▶ [Document excerpt]:

Preliminary conclusions of the Commission of Inquiry

Thursday, March 13, 2014

International Commission of Inquiry, London 7th and 8th March

Preliminary conclusions of the three Commissioners

It is appropriate that these preliminary thoughts on this hearing, a hearing that could make some contribution to the realisation of the human rights in general and the fair trial rights in particular, of five Cuban human beings be placed in the public domain now.  All these persons, are Cuban nationals: Mr.  Gerardo Hernández Nordelo, Mr.  Ramón Labañino Salazar, Mr.  Antonio Guerrero Rodríguez, Mr.  Fernando González Llort, and Mr.  René González were all convicted in the United States of America during 2001 of certain state security related offences.  Mr.  Hernández was, in addition, convicted of a conspiracy to commit murder.

We plead fervently that the course of action suggested by us below be adopted for the reasons that follow, reasons that will be elaborated in the report to follow:

1.  There are serious concerns about whether any of these people have had the full benefit of the fundamental human right to a fair and speedy trial before an independent and impartial tribunal or Court, recognized universally in the International Covenant on Civil and Political Rights as ratified by the United States of America.

These material concerns emerge in the light of facts like:

a. all five Cuban Nationals were placed in solitary confinement for about seventeen months before the trial began;

b.  none of them have had sufficient access to documents relevant to the trial and necessary for the adequate preparation of a defense;

c. the opportunity to consult with their legal representatives was, in all the circumstances, less than sufficient;

d. the trial was held in a part of Miami, Florida where, according to three respected judges of the Eleventh Circuit of the United States Court of Appeals, a fair trial could not be guaranteed;

e.  Serious allegations have been made that the United States Government paid the media to ensure prejudicial publicity against these persons both before and during the trial;

f.  these five human beings were certain of their fate only eight years after the trial in the District Court had been concluded.

▶ [Stated exercise 1]:
Answer these questions using the Commission of Inquiry excerpt:
(a) On which dates was the International Commission of Inquiry held in London?
(b) Which of the five men was also convicted of a conspiracy to commit murder?
(c) About how long were the five held in solitary confinement before the trial began?
▶ [Stated exercise 2]: Carry the Commission of Inquiry excerpt forward from its final listed point.
The lines in the data block have nothing to do with the Commission of Inquiry excerpt.

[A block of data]
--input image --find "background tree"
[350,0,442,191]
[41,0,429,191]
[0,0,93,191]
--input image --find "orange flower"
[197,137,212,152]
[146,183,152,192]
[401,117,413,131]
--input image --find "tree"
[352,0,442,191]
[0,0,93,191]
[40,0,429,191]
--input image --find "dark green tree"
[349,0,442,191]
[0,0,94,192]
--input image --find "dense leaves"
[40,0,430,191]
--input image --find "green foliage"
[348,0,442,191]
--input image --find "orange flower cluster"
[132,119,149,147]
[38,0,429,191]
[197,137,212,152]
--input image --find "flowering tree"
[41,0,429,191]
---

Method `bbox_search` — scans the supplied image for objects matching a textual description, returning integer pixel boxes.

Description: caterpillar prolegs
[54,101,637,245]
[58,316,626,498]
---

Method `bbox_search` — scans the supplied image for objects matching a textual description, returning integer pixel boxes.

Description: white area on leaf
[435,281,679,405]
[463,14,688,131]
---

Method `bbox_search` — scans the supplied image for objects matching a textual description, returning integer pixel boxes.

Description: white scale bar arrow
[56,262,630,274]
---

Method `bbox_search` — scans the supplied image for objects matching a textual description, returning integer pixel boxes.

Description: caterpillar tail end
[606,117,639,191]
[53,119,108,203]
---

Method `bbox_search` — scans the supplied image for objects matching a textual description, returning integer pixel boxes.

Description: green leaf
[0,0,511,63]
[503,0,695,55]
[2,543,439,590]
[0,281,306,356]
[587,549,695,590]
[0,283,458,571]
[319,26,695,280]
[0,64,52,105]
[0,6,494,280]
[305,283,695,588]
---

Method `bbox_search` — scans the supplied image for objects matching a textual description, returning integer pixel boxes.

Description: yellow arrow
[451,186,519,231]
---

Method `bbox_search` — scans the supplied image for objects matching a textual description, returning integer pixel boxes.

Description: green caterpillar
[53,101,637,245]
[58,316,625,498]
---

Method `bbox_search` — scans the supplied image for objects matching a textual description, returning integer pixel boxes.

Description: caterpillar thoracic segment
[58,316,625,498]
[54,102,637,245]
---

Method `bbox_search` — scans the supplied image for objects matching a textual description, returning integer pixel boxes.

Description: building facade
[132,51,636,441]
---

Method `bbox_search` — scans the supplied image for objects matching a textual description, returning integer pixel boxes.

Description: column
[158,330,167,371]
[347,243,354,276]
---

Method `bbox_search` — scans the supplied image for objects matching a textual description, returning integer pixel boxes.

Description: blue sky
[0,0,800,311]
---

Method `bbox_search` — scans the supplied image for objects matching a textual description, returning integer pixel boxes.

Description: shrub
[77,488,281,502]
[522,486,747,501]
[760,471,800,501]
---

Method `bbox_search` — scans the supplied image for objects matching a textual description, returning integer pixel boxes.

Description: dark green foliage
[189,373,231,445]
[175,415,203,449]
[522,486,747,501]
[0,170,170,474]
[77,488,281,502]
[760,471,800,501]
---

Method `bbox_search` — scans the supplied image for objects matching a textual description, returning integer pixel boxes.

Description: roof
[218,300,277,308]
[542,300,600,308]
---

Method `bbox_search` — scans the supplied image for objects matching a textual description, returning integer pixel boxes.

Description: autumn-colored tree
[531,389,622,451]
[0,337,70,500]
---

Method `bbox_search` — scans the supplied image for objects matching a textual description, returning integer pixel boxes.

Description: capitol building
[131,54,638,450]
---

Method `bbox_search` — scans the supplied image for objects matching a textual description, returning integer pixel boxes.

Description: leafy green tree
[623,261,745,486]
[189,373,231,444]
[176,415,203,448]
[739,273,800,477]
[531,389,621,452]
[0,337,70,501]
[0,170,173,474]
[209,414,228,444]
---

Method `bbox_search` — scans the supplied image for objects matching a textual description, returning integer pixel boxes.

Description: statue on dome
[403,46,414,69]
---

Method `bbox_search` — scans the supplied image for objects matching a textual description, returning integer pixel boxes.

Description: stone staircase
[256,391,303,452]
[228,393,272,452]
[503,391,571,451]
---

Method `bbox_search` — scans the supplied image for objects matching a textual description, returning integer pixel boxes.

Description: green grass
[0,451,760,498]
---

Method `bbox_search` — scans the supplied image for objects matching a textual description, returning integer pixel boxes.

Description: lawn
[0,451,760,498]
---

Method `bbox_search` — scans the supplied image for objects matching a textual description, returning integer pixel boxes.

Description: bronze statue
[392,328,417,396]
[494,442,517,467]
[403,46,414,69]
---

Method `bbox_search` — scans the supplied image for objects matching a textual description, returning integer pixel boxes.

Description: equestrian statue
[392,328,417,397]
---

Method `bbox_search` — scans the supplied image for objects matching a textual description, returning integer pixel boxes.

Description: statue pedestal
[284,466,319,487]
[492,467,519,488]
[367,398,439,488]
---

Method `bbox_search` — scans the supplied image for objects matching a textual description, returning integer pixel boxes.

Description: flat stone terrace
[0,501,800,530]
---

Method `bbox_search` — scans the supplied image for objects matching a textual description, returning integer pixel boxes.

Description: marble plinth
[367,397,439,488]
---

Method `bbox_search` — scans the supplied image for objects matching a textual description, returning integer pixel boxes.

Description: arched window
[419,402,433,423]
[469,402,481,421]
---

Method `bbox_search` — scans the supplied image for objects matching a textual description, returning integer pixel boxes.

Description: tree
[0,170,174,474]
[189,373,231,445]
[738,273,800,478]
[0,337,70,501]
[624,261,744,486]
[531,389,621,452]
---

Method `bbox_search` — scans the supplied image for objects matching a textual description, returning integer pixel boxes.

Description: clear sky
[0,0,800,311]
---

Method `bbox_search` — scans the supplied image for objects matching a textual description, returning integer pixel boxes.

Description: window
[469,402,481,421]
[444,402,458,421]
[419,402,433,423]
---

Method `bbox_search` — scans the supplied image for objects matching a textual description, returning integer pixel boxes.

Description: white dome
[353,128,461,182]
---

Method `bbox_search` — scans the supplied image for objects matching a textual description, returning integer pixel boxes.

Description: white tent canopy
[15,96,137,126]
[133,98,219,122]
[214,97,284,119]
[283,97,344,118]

▶ [Written response 1]:
(a) The 7th and 8th of March.
(b) Mr. Gerardo Hernández Nordelo.
(c) About seventeen months.

▶ [Written response 2]:
2.  According to all the judgments not one of these persons either committed or intended to commit any act of violence.

3.  No conduct of any of these persons was aimed at the United States of America or its Government.  The Cuban Five gathered information aimed at preventing privately-inspired violence and other anti-Cuban action emanating from United States soil.

4.  The perception of the Cuban Five, indeed their firm belief, that the United States Government was not doing enough to stem violent anti-Cuban action from United States soil.

5.  There is no doubt at all that hundreds of compatriots and countrymen who were ordinary citizens of Cuba have died in unacceptably horrendous circumstances as a result of the actions of Cubans opposed to the Castro government in Cuba from United States soil.  The families of the deceased would have suffered immeasurably. 

6.  Two of the members of this group of persons have already served their full sentences, and there can be no prejudice in pardoning them now.

7.  The other three persons have, in any event, already served inordinately long periods of imprisonment in all the relevant circumstances summarised in this statement.

8.  The families of these people have undergone tremendous suffering and hardship in consequence of the internment of their loved ones, and it can be said without any fear of contradiction that enough is enough.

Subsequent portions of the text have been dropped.